Texto do exercício:
□ □ □ □

Casa já teve 6 mil livros

O processo de reforma, longo, só foi concluído agora. O casarão virou um museu dedicado à comunicação e aos costumes, mas não deixa o visitante esquecer seu mais ilustre morador, representado por uma estátua em tamanho natural: José Bonifácio, filósofo, poeta, naturalista e político que viveu três décadas na Europa e, na volta, marcou o país com ideias à frente do pensamento vigente. Entre elas, a libertação de escravizados e a incorporação dos índios à sociedade, além da defesa da reforma agrária e da preservação de rios e florestas.

Na casa, onde viveu seus últimos anos de vida, Bonifácio chegou a guardar seis mil livros. Hoje, o espaço abriga mais de 20 mil itens de Davit Chargel que revelam como era a vida em tempos passados.

— Compramos a casa em 2015, e no final do ano começamos as obras. Precisei trocar 1.200 telhas. Acreditava que ela comportaria o meu acervo, que comecei aos 17 anos, quando fui empregado na Companhia Telefônica com carteira assinada — explica Davit, de 88 anos, ao lado da mulher, Beatriz Santacruz Chargel, e da museóloga Jussara Cestari.

□ □ □ □

[Dados de localização com um ponto por instância]
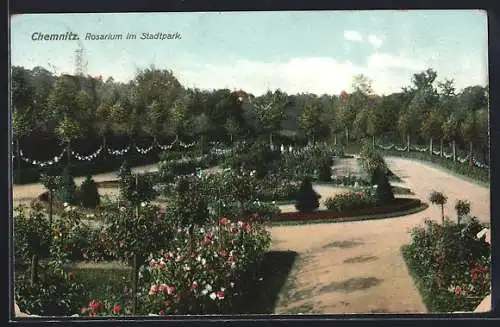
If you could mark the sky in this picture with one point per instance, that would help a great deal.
(297, 51)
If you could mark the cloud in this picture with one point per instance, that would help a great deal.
(389, 72)
(353, 36)
(375, 41)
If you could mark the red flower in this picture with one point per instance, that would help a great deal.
(116, 309)
(224, 221)
(220, 295)
(170, 289)
(95, 305)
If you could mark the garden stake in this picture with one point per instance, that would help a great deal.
(34, 269)
(134, 280)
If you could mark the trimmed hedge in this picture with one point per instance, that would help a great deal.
(399, 204)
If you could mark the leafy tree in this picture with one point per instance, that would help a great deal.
(67, 131)
(89, 194)
(469, 131)
(462, 207)
(312, 121)
(439, 198)
(307, 198)
(67, 191)
(432, 127)
(383, 193)
(451, 131)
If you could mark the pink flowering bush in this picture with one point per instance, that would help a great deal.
(350, 201)
(450, 266)
(203, 279)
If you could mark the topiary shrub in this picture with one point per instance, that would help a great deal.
(307, 198)
(89, 195)
(125, 169)
(384, 193)
(67, 191)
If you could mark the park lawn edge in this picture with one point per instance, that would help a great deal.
(429, 296)
(443, 169)
(397, 214)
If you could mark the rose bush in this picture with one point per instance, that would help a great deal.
(201, 280)
(350, 201)
(449, 264)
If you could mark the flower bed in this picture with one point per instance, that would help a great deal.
(399, 204)
(198, 277)
(450, 266)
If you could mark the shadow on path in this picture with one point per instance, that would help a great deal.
(262, 295)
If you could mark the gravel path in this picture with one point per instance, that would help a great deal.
(353, 267)
(357, 267)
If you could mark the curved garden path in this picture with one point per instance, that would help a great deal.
(352, 267)
(356, 267)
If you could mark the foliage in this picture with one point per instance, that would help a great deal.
(462, 207)
(187, 207)
(67, 191)
(137, 188)
(307, 198)
(89, 194)
(450, 265)
(201, 280)
(350, 201)
(383, 192)
(32, 233)
(127, 233)
(54, 294)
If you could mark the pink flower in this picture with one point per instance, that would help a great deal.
(153, 290)
(170, 289)
(116, 309)
(162, 288)
(224, 221)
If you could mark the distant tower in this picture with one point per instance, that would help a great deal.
(80, 60)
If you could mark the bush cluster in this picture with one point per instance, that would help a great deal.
(450, 266)
(350, 201)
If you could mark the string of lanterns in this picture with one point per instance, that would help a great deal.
(437, 153)
(95, 154)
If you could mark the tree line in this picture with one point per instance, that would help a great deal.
(154, 105)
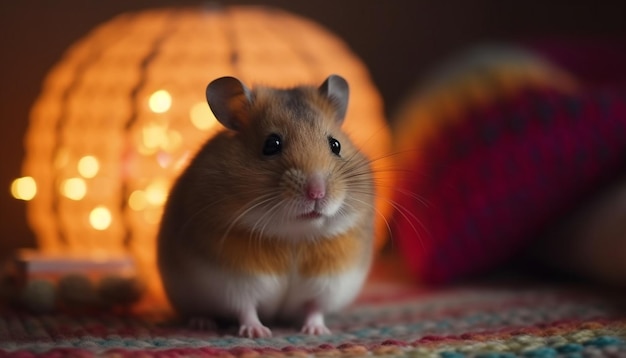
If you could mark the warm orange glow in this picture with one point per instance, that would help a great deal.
(88, 166)
(24, 188)
(113, 135)
(100, 218)
(201, 116)
(156, 192)
(160, 101)
(137, 200)
(74, 188)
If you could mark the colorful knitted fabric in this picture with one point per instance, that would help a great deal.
(489, 176)
(388, 321)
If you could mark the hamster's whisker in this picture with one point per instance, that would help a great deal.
(378, 213)
(243, 212)
(259, 227)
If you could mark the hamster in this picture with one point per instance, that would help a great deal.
(273, 218)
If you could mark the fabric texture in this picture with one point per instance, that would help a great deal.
(502, 170)
(389, 319)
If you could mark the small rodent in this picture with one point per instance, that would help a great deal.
(273, 218)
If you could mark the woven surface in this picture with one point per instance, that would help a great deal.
(389, 319)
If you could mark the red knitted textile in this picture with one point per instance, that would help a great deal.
(491, 181)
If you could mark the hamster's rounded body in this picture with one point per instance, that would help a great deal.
(273, 219)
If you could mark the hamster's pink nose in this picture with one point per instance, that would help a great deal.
(316, 187)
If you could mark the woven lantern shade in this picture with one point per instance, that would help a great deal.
(120, 115)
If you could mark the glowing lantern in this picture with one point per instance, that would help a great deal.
(120, 115)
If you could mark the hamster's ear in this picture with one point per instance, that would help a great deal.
(336, 89)
(229, 100)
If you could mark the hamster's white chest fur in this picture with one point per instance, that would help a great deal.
(204, 290)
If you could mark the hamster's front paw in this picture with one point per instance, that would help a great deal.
(202, 324)
(254, 330)
(314, 324)
(315, 329)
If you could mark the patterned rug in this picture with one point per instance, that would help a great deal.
(389, 320)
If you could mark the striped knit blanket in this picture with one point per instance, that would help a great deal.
(389, 320)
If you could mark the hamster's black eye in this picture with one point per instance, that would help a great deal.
(273, 145)
(335, 146)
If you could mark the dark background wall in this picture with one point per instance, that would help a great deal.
(400, 41)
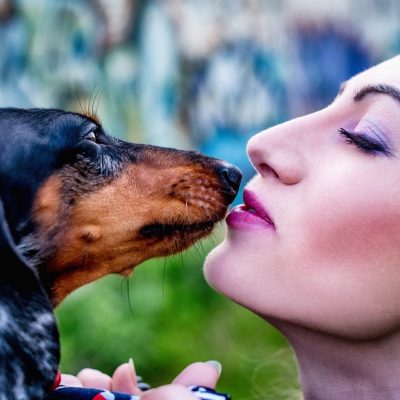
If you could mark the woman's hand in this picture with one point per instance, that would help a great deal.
(124, 380)
(197, 374)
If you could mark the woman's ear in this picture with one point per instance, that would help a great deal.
(29, 343)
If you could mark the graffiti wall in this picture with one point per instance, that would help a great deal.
(203, 74)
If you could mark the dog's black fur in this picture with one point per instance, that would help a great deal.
(54, 165)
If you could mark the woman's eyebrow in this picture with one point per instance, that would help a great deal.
(385, 89)
(381, 88)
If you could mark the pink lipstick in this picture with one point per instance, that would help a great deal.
(250, 215)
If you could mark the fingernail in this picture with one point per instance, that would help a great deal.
(133, 371)
(215, 364)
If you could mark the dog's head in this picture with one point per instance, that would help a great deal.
(81, 204)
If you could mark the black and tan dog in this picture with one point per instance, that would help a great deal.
(77, 204)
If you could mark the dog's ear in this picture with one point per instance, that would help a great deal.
(29, 344)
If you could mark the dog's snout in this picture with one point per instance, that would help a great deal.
(230, 176)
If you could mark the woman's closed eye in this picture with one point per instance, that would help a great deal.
(365, 143)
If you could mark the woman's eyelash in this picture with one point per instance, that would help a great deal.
(364, 143)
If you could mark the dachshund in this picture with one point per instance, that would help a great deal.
(77, 204)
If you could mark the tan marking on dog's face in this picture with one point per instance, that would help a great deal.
(47, 206)
(101, 231)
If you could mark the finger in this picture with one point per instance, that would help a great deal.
(124, 379)
(92, 378)
(168, 392)
(200, 374)
(70, 380)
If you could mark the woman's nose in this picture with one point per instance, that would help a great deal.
(274, 154)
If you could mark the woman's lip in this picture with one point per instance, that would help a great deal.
(249, 215)
(252, 203)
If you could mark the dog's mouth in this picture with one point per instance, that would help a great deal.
(161, 231)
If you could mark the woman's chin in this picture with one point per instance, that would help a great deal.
(215, 268)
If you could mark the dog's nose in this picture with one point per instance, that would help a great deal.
(230, 176)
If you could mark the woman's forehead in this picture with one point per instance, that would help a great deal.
(387, 72)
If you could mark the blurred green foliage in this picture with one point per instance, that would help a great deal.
(166, 316)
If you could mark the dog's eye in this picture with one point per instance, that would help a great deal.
(91, 136)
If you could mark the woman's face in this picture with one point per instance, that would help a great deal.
(330, 184)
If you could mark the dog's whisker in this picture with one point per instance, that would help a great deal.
(128, 291)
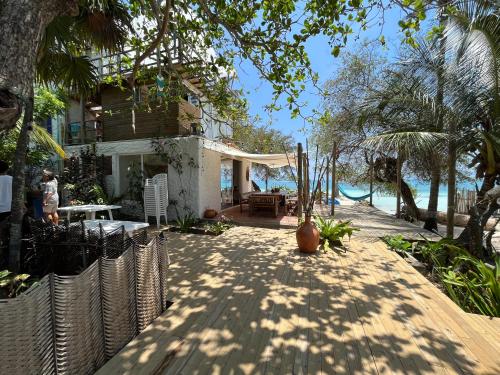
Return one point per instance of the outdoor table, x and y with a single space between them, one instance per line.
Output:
90 210
108 225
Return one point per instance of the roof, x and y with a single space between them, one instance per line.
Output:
271 160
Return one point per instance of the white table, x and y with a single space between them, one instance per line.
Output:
109 226
90 210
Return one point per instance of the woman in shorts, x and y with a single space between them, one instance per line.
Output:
50 197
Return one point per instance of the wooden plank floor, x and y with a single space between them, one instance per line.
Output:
247 302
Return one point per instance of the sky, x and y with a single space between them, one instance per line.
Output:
259 92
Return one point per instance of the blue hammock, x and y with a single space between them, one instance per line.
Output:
354 198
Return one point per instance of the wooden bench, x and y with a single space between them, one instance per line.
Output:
264 201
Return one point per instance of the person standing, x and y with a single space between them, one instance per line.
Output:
5 191
50 197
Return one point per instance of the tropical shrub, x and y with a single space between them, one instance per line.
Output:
219 227
473 284
332 233
12 285
186 222
398 244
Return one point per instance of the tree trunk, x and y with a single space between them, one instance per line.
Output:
23 24
472 235
385 170
16 219
452 182
431 219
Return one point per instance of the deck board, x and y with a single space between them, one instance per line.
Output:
248 302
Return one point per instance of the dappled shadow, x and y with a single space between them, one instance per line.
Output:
249 302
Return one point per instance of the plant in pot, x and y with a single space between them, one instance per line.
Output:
332 233
307 233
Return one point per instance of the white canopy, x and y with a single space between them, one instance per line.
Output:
271 160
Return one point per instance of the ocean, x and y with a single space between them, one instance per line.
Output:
382 201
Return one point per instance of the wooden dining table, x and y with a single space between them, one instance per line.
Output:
265 200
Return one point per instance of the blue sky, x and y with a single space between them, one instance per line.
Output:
259 92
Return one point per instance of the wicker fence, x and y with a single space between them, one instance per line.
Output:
74 324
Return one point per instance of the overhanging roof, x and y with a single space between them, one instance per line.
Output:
271 160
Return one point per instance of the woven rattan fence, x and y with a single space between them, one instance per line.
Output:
74 324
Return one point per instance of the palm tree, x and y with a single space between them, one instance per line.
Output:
62 61
470 105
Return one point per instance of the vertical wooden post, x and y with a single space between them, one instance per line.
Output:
300 190
327 179
82 123
306 181
334 180
398 187
371 180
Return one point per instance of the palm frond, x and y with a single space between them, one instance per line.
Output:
407 142
75 73
41 137
44 140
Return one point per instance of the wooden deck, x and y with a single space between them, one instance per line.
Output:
247 302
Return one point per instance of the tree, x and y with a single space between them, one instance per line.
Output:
470 106
269 34
57 55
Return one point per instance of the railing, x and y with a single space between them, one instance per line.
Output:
464 200
90 133
122 62
74 324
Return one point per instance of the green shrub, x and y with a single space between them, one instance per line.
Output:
332 233
398 244
12 285
473 284
186 223
219 227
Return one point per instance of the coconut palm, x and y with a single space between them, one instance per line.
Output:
62 61
471 103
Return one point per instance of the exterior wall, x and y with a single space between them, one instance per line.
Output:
210 189
160 121
193 190
184 188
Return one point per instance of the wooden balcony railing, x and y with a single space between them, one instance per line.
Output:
76 134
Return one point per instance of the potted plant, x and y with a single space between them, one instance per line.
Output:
307 234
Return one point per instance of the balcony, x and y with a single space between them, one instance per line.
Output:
75 134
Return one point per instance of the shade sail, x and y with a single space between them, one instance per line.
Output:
271 160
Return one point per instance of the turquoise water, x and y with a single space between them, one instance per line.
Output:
384 202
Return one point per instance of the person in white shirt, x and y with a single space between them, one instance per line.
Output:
5 191
50 197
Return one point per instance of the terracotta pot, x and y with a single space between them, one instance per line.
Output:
210 213
307 236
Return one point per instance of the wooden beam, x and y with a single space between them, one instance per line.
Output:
371 180
334 180
327 179
300 189
398 186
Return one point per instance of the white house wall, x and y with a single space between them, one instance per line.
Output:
245 185
184 187
210 178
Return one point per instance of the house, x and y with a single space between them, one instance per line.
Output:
181 138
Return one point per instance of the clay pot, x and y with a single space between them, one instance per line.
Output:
210 213
307 236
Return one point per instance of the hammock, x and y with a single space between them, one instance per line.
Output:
354 198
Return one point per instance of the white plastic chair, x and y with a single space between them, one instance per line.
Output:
156 197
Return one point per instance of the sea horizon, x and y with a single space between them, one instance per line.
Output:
383 201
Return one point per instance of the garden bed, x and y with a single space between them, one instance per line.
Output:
472 283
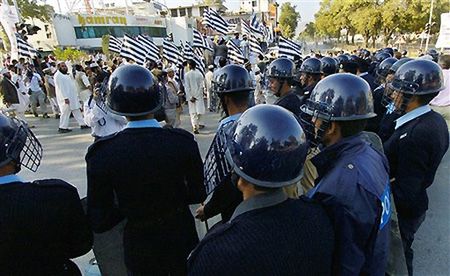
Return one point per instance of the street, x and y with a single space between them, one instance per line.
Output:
64 158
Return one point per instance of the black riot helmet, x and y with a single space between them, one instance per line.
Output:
418 77
434 54
267 146
380 56
281 68
339 97
383 68
328 66
397 65
232 78
311 66
18 144
133 92
414 78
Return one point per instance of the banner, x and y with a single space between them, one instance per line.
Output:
444 32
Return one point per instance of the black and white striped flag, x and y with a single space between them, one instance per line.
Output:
217 22
114 44
234 53
256 26
25 49
189 53
133 49
245 27
200 41
152 49
206 18
255 46
288 48
170 52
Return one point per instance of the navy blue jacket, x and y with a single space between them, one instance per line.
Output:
294 237
415 151
353 185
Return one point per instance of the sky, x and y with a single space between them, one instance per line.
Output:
307 8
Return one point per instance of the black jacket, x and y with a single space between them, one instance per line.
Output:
415 151
9 92
155 174
42 226
294 237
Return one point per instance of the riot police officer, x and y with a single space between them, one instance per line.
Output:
268 233
388 117
153 173
42 222
280 74
417 145
381 71
353 181
310 74
233 85
328 66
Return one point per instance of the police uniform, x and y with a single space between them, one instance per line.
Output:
155 174
417 145
268 234
415 151
353 185
43 226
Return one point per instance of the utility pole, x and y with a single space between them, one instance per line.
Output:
429 24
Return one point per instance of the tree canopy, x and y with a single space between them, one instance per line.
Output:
375 18
288 20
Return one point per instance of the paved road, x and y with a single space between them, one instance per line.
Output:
64 158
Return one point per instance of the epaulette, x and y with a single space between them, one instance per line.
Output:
99 141
53 182
181 131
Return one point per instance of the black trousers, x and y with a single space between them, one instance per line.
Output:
408 228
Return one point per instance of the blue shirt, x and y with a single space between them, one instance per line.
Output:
228 119
143 123
9 179
412 115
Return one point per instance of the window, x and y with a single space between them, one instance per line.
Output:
118 31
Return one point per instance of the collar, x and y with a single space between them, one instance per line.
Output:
412 115
228 119
363 74
9 179
326 159
260 201
143 124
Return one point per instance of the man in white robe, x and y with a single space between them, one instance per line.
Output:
67 97
194 87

□ □ □ □

Instruções do exercício:
**1.** Liste as ocupações que o texto sobre o casarão atribui a José Bonifácio.
**2.** Por favor, dê continuidade ao texto sobre o casarão de José Bonifácio a partir da fala de Davit.

Respostas do exercício:
**1.** Filósofo, poeta, naturalista e político.

**2.**
— O primeiro item que comprei foi um gramofone, para mim um tesouro. Aí, comecei a frequentar a feira da Praça Quinze. Com o tempo, passei a comprar antiguidades também lá fora, como na França e na Argentina. O meu interesse herdei do meu pai: embora tenha morrido quando eu tinha 10 anos, era dono de antiquário no Rio, aonde chegou da Polônia em 1917, fugindo da Primeira Guerra.

A coleção do jornalista vai de máquinas fotográficas, telefones e fonógrafos a documentos com a assinatura de José Bonifácio, passando por milhares de objetos curiosos da vida privada (de vidros de lança-perfume a um chocalho que pertenceu a Pedro I bebê).

O interessante é que muitas das tecnologias ali apresentadas ao público ainda funcionam. É possível ouvir o som perfeito de uma caixa de música de cilindros do século XVIII e de um gramofone do tipo carrossel alemão da primeira década do século XX. Um rádio da primeira geração, invenção do italiano Guglielmo Marconi, também está em exposição, assim como uma máquina de escrever Hammond, americana, do século XIX.

Há dezenas de lanternas mágicas — para projeção de imagens sobre vidro —, antecessoras do cinema. Antes dos irmãos Lumière, também foram usadas técnicas como o zoetrope — onde imagens desenhadas ou impressas são vistas através de um tambor rotativo — e o praxinoscópio — mais popular, pela suavidade do movimento refletido em espelhos. Esses equipamentos fazem parte da área dedicada à sétima arte. Lá, o público ainda ficará por dentro do mutoscope — sucesso nos bares em meados do XIX com imagens de strip-tease.

Documentos preservados também chamam atenção. Nessa ala estão o original do primeiro jornal brasileiro — edição de junho de 1808 do Correio Braziliense — e registros do próprio Bonifácio.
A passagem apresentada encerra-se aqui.